**Testo estratto:**
════════════════

Sarà un grande profeta, non indenne da errori, ma decisivo nelle svolte cruciali a cui il popolo di Israele andrà incontro. Un profeta che ascolterà YHWH, e solo a malincuore “ascolterà” le richieste innovative e “pericolose” del popolo («Gli dissero [tutti gli anziani]: “Tu ormai sei vecchio e i tuoi figli non camminano sulle tue orme. Stabilisci quindi per noi un re che sia nostro giudice, come avviene per tutti i popoli”. Agli occhi di Samuele la proposta dispiacque, perché avevano detto: “Dacci un re che sia nostro giudice”») (1Sam 8,5-6).

Che cosa cercate?

Sono le prime parole di Gesù di Nazaret, Verbo incarnato, nel vangelo secondo Giovanni. Sono rivolte ai due discepoli di Giovanni il Battezzatore/il Testimone che si sono messi alla sua sequela/ēkolouthēsan.

Cosa cercate nella vostra esistenza? cosa riempie il vostro cuore? – domanda Gesù all’inizio della sua vita pubblica. Chi cerchi?, domanderà Gesù risorto a Maria Maddalena nel “giardino/kēpos” nuovo, più che genesiaco (cf. Gv 20,15).

I due uomini avevano sentito dire dal loro maestro che Gesù era l’Agnello di Dio, l’agnello pasquale segno di redenzione (cf. Es 12,46; Gv 19,36), l’agnello mite, afono (cf. Ger 11,19) che, senza processo, è portato a morire innocente a favore della comunità disgregata e ancorata ai rigidi criteri di valutazione propri della legge della retribuzione (cf. Is 53,8).

Giovanni il Testimone “aveva guardato dentro/emblepsas” il cuore di Gesù, l’Inviato del Padre e aveva già intravisto l’«Agnello, in piedi/arnion estēkos, come immolato» (Ap 5,6), vinto ma Vittorioso, risorto sopra le macerie della vecchia Gerusalemme e della grande prostituta Babilonia.

Giovanni il Testimone “se ne stava in piedi/eistēkei” il terzo giorno della settimana inaugurale del Messia (Gv 1,19.29.35.43; 2,1). Egli non è lo Sposo, ma è l’amico dello Sposo, “colui che sta in piedi/ho estēkōs” (Gv 3,29), ascolta, esulta alla voce dello Sposo che deve crescere, mentre lui deve diminuire (cf. Gv 3,29-30). Questo fatto è gioia “compiuta/piena/peplērōtai)” per l’amico (cf. Gv 3,29).

════════════════

**Record elencati:**

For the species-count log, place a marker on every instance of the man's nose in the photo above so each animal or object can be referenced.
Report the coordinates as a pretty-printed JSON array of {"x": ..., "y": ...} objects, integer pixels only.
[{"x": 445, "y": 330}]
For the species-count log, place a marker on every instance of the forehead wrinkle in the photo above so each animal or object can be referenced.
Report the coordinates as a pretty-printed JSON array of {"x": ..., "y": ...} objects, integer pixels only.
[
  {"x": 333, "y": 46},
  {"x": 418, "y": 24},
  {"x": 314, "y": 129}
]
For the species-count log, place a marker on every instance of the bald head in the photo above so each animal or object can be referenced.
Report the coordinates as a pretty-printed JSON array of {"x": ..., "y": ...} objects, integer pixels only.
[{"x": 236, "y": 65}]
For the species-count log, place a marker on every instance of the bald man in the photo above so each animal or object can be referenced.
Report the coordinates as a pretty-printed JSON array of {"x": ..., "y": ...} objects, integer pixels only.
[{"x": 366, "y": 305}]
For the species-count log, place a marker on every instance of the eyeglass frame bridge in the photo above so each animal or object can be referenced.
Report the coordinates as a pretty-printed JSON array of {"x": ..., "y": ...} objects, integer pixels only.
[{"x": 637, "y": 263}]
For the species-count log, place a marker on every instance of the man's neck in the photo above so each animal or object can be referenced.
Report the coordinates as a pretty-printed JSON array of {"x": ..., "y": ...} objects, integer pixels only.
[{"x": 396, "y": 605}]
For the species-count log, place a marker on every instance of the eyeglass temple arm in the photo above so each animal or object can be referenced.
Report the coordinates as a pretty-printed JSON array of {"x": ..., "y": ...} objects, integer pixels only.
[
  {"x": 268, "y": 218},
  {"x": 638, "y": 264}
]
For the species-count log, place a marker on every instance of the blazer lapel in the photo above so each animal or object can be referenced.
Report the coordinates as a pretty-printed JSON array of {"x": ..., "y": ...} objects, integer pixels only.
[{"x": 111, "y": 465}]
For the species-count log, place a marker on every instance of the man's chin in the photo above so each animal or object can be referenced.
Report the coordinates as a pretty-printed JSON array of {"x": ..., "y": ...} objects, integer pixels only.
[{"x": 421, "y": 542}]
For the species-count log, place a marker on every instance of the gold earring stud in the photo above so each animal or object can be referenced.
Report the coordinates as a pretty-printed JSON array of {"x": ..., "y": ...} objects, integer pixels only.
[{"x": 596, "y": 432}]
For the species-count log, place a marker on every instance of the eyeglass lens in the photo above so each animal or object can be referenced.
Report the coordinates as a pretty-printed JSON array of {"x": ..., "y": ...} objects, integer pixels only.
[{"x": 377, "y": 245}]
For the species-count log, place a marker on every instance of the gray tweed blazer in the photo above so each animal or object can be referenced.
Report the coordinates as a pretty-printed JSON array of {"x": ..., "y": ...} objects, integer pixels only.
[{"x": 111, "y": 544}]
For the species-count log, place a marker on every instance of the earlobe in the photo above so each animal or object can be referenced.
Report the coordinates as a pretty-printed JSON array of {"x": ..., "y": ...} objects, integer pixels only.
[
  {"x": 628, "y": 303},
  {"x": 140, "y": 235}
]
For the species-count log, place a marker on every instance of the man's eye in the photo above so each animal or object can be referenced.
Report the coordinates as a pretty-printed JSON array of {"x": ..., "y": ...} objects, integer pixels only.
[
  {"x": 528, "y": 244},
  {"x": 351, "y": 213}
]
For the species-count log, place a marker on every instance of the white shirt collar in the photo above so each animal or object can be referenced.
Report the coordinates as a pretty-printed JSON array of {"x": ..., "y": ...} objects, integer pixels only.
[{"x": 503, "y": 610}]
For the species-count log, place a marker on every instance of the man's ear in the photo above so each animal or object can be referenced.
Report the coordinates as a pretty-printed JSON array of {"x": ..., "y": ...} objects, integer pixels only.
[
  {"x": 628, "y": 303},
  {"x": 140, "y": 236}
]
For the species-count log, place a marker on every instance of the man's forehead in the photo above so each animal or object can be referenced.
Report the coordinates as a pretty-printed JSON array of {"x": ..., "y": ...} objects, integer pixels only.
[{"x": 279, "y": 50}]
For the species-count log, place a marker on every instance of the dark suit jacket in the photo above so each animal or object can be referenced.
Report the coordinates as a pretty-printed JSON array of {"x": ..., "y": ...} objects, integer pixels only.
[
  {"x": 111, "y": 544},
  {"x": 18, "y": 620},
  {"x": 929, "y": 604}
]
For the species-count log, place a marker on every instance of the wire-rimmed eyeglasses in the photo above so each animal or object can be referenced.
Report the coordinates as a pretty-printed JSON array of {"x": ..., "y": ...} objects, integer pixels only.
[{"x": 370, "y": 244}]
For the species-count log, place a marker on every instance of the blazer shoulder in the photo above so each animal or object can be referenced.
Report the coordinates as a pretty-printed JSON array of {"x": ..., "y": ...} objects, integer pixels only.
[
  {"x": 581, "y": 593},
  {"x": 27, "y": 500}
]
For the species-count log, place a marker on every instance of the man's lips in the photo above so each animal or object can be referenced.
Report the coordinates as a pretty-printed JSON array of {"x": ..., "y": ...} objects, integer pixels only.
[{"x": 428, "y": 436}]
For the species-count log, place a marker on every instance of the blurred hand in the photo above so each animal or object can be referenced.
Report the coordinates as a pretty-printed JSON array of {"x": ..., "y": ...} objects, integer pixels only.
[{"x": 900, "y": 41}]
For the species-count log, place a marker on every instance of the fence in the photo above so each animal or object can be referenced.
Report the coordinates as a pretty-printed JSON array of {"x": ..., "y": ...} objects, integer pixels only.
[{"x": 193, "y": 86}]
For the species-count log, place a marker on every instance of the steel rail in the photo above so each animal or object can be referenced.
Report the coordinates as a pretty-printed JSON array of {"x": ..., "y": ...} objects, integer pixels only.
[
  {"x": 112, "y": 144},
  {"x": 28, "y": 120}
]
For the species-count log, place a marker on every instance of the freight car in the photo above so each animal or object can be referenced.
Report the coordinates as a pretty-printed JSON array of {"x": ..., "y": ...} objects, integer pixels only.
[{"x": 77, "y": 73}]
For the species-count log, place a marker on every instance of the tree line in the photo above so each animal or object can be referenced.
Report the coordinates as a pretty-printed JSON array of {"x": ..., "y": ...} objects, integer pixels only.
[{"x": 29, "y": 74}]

════════════════

**Da svolgere:**
Riprendi il commento sulle prime parole di Gesù nel vangelo di Giovanni e proseguilo a partire dall'ultima frase riportata. I record sono un materiale a sé, distinto dal testo.

**Risultato atteso:**
Giovanni il Testimone «vede dentro» (Gv 1,36), «ascolta» (3,29), «parla» (1,36), «parla in modo rivelatorio» (1,37). I discepoli del Testimone si mettono-in-cammino-dietro l’Agnello, seguono le indicazione del loro mediatore vocazionale. Il Testimone aiuta i discepoli a chiarire il desiderio profondo del loro cuore.

Gesù si volta, li “contempla/theasamenos” mentre sono ancora in cammino e poi rivolge loro la domanda chiave della vita: «Che cosa cercate?» (1,38). Non chiede cosa vogliano fare, ma che cosa desiderano mettendosi in ricerca.

Dove rimani?

«Maestro» – gli rispondono i due senza interpellarlo per nome – «cerchiamo il luogo “dove tu rimani di continuo/pou meneis”» (v. 38). Dove appoggi la tua vita, le tue scelte, le tue fatiche e le tue gioie? dov’è la sorgente della tua luce? da dove nasce il magma del tuo amore? dove abita il Silenzio da cui esce la tua Parola? da dove trai il tuo esistere, il tuo sguardo limpido, il cuore retto, la parola ferma ma accogliente? dov’è la Sorgente nativa del tuo Avvento, il Padre del tuo essere Figlio accogliente?

«Venite e vedrete/opseste» – risponde loro il Maestro. Avete seguito il Testimone, venite dal Testimoniato. Avete ascoltato la voce, venite e ascoltate la Parola. Avete guardato alla lampada, venite alla Luce. Avete ascoltato l’amico dello Sposo, che ha preparato tutto il necessario per la gioia delle nozze. Venite allo Sposo, venite alle nozze dell’Agnello! «Chi è inesperto venga qui!» – invita Donna Sapienza (Pr 9,4) i suoi discepoli. Essa ha preparato il bestiame macellato, il vino, il pane. «Abbandonate l’inesperienza e vivrete» (Pr 9,6a) – esorta chi potrebbe essere tentato di colmare il proprio desiderio profondo accettando l’invito di Donna Follia che la scimmiotta (cf. Pr 9,13-18).

La voce è calda, attrae. L’uomo è fermo, affidabile. Erano quasi le quattro del pomeriggio, la giornata volgeva al termine, bisognava decidere prima del buio.

Rimasero

«Rimasero/emeinan».

Rimasero quel giorno, quello spicchio di giorno e forse anche la notte. Anche Giacobbe passò la notte nel luogo in cui capitò. Era “maestoso/terribile/nôrāh”, la “porta del cielo/ša’ar haššāmāyim”, “la casa di Dio/bêt ‘Ĕlōhîm” e lui non sapeva che lì c’era YHWH (cf. Gen 28,16-19). Egli «chiamò quel luogo “Betel/bêt-’Ēl”» (Gen 28,19), «la casa di Dio».

Rimasero e intravidero dove Gesù aveva la sua abitazione stabile, dove “rimaneva”. Lui era nel Padre, e il Padre in lui (cf. Gv 17,21). Il Padre era la sua casa dalle molte dimore (cf. Gv 14,2).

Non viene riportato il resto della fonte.